**EXTRACTED TEXT**
============================================================

On August 8, 1870, the international 1870 America's Cup (also called the Queen's Cup) was the first America's Cup to be hosted in the United States at New York Harbor. George A. Osgood with his American schooner Fleetwing and his brother Franklin Osgood's with his yacht Magic, were in the competition. The course started from the Staten Island N.Y.Y.C anchorage down through the Narrows to the S.W. Split buoy, across to the Sandy Hook lightship and return to Staten Island. The race was won by the Franklin Osgood's Magic with the Fleetwing finishing in 12th place. Franklin Osgood's yacht Magic beat 16 competitors from the New York Yacht Club, including James Lloyd Ashbury's English yacht Cambria that sailed to New York on behalf of the Royal Thames Yacht Club and the yachts Dauntless, Idler, Fleetwing, Phantom, America and others.

In 1884, The schooner yacht Fleetwing was owned by Robert Elliot, who rebuilt and lengthened her at Port Jefferson, New York. She was lengthened to 117 feet long.

In 1903, the Fleetwing was owned by E. O. Mapes, of Minneapolis who sailed her to the West Indies. They left the yacht at Cienfuegos, Cuba.

==End of service==

In 1905, the Fleetwing adventures ended when she was laid up in Erie Basin in Brooklyn. She was then bought by the American Baptist Home Mission Society and fitted as a gospel ship for religious work among the sailors.

============================================================

**DATA TO EXAMINE**
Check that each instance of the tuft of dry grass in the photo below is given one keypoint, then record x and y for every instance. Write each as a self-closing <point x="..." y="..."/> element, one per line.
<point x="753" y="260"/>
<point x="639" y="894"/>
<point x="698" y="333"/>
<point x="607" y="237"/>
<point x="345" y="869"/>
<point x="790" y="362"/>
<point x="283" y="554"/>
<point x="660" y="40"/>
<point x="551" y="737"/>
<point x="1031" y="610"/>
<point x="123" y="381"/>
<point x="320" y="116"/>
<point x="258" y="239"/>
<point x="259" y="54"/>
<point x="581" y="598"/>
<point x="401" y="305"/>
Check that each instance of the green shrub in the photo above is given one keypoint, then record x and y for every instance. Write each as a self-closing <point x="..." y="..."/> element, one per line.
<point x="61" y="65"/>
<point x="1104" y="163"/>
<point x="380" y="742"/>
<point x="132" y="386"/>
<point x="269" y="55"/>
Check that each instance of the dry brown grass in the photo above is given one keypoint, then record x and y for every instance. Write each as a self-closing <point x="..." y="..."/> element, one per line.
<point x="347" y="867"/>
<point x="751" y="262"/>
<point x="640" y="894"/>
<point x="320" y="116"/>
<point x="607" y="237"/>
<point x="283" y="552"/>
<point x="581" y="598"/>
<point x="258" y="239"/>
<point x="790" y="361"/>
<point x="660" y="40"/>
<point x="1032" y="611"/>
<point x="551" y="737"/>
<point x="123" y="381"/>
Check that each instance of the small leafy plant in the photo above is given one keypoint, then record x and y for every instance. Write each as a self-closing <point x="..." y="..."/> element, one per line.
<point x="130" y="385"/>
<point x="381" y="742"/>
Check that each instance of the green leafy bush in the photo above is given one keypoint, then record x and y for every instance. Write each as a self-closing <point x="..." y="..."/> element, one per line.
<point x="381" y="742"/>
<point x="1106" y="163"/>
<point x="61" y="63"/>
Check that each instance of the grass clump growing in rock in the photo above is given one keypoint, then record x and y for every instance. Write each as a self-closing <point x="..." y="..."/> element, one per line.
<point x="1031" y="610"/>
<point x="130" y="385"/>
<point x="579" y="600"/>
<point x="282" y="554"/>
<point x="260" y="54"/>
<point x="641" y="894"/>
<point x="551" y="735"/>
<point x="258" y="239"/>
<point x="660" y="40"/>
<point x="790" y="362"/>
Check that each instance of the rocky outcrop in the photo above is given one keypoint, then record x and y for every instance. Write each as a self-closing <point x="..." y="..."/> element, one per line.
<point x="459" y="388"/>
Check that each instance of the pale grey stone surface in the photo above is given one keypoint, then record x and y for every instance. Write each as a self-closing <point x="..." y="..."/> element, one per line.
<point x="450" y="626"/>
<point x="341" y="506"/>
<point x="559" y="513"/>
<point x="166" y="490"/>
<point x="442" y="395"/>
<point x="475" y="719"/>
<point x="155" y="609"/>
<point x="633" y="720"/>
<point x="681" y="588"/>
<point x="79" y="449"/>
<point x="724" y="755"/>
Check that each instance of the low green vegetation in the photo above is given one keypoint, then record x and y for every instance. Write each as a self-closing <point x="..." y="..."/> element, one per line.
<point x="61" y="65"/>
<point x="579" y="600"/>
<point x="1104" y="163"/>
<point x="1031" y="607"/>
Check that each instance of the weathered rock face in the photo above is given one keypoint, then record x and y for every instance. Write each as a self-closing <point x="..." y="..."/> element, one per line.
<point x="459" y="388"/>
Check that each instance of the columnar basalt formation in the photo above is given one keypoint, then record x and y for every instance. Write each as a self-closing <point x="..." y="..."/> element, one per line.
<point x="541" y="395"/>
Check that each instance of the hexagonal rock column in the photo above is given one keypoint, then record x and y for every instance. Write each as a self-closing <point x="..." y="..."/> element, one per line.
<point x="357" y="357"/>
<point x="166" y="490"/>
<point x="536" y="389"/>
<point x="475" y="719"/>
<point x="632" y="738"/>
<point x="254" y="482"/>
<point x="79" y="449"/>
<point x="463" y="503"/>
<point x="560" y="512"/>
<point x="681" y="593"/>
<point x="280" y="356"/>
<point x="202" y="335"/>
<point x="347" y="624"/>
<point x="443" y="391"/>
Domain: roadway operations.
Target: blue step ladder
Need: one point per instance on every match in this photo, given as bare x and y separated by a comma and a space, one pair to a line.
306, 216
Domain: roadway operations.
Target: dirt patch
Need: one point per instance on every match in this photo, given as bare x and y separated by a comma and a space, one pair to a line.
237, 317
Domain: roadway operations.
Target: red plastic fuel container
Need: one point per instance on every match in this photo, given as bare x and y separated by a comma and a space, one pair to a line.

============================================================

**GOAL OF THE EXERCISE**
Could you reproduce, word for word, the stretch from "In 1884, The" through "117 feet long." in the passage on the schooner Fleetwing?

**ANSWER TO THE PROBLEM**
In 1884, The schooner yacht Fleetwing was owned by Robert Elliot, who rebuilt and lengthened her at Port Jefferson, New York. She was lengthened to 117 feet long.